Without the pictures, return each record as it appears.

= Beginning of Section =

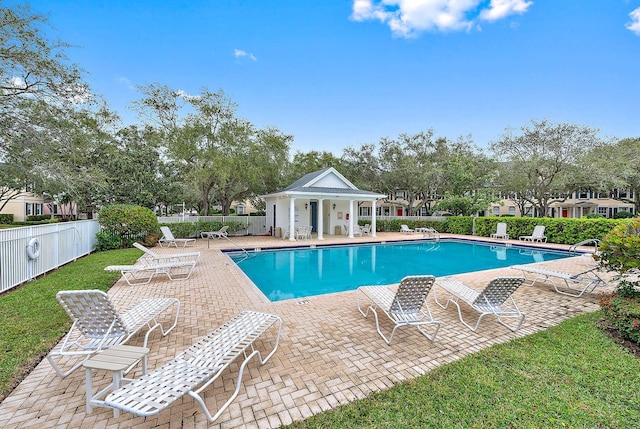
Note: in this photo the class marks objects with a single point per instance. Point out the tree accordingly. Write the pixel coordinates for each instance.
(132, 166)
(547, 156)
(408, 164)
(226, 157)
(32, 67)
(46, 128)
(617, 166)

= End of Section =

Answer section:
Note: in this photo the class marks objects with a single point per instance. Point out the tree accordingly. Write the pixel coordinates for each instance.
(132, 166)
(547, 156)
(408, 164)
(226, 157)
(32, 67)
(46, 128)
(617, 166)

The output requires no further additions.